→ **SOURCE PASSAGE**
Crash


Wilfred The Hairy, Olaf The Hungry

Categories: Review: Software
Author:
Publisher: Microbyte
Machine: Spectrum 48K

 
Published in Crash #5

Wilfred The Hairy, Olaf The Hungry

It is the age of the Vikings and you are Olaf (in blue), pitting your wits against Wilfred (in red), alias your Spectrum, in this game of ancient strategy. The basic object of the game is to conquer the known world, which includes North and South America, Africa, Europe and most of Asia. Your castle and home is situated somewhere on the site of where Winnipeg will one day be built, and the awful Wilfred has his sited somewhere to the north of Lake Victoria in Africa. Continents are entered and left via ports marked as green spots and conquering is accomplished by placing appropriately coloured flags in columns and rows throughout the country.

Plagues of rats and fleas are a problem for Wilfred and he often has to return home to delouse. Both sides have an ammo allocation which is depleted whenever one of the enemy's flags is replaced by one of your own. This is also replenished by returning home. It is not possible to enter a continent totally conquered by Wilfred if his ammo level is above 40. Occasionally enemy shipping approaches your sailing ship and a small area at the bottom left of the screen clears to reform as a view of the sea, crenellated walls and a cannon.

The enemy ships appear on the horizon and must be fired at by moving the cannon left and right and pressing key Z.

Movement is via the cursor keys, each army taking turns. A message screen at the bottom informs you of Wilfred's seemingly endless misfortunes, a lot of which have to do with the widely spread Wangu tribe of head hunters.

Stored entries
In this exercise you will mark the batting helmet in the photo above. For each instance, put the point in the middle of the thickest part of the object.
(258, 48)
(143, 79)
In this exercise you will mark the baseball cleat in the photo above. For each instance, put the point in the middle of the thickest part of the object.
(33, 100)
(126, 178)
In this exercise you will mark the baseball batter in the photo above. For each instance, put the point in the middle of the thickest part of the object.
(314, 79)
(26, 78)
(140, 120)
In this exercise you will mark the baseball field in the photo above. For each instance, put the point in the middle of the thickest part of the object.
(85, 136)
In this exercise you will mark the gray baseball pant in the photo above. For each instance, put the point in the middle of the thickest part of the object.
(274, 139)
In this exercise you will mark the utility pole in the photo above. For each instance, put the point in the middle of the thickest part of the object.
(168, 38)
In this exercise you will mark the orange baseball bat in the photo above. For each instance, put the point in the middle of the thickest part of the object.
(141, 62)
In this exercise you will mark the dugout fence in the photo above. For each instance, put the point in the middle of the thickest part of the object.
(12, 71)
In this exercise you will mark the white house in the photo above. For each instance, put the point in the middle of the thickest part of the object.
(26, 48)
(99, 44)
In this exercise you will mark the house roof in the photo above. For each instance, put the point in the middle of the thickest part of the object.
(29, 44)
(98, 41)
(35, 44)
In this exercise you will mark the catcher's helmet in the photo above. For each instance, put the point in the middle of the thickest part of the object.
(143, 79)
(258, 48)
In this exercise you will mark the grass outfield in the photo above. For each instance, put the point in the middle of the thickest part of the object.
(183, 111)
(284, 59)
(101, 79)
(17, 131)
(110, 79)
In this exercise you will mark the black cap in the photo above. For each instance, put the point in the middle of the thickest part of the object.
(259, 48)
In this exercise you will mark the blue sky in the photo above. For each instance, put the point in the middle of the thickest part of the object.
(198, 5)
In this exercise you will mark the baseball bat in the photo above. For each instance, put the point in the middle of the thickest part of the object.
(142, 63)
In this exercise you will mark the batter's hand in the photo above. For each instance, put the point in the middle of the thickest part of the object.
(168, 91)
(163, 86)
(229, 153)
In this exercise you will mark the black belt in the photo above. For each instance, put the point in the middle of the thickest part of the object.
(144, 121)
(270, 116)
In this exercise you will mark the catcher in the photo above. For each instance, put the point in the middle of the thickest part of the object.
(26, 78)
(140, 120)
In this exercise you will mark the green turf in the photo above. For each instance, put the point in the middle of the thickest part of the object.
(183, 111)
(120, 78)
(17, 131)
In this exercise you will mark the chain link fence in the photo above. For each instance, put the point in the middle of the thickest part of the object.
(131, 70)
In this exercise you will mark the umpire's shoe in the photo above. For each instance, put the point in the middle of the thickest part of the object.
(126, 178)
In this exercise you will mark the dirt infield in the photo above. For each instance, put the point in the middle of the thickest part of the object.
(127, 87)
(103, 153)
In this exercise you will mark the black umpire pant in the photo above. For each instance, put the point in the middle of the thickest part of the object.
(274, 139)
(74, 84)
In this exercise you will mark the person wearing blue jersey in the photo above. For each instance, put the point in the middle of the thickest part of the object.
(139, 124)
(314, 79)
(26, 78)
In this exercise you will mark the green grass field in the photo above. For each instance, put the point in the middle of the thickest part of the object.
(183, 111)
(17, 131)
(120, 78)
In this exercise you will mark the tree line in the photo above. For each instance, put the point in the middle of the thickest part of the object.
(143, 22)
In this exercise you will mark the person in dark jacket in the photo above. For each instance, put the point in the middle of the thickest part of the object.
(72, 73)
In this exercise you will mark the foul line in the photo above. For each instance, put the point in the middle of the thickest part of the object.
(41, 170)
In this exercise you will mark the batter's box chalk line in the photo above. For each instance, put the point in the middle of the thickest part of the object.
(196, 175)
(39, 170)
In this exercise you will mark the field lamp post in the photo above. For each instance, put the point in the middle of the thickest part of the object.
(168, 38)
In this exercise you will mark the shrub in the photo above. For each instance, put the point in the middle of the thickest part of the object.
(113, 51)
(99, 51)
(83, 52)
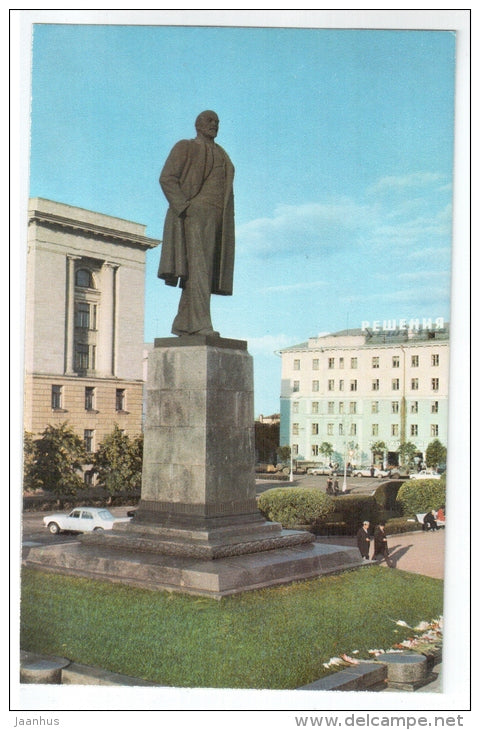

→ **OBJECTIVE 1**
Return everything in the game review from "Published in Crash" down to "throughout the country.".
→ **OBJECTIVE 2**
According to the game review, which key is pressed to fire the cannon at enemy ships?
The rows come from a separate source, not from the game review.

→ **WORKED SOLUTION 1**
Published in Crash #5

Wilfred The Hairy, Olaf The Hungry

It is the age of the Vikings and you are Olaf (in blue), pitting your wits against Wilfred (in red), alias your Spectrum, in this game of ancient strategy. The basic object of the game is to conquer the known world, which includes North and South America, Africa, Europe and most of Asia. Your castle and home is situated somewhere on the site of where Winnipeg will one day be built, and the awful Wilfred has his sited somewhere to the north of Lake Victoria in Africa. Continents are entered and left via ports marked as green spots and conquering is accomplished by placing appropriately coloured flags in columns and rows throughout the country.

→ **WORKED SOLUTION 2**
Key Z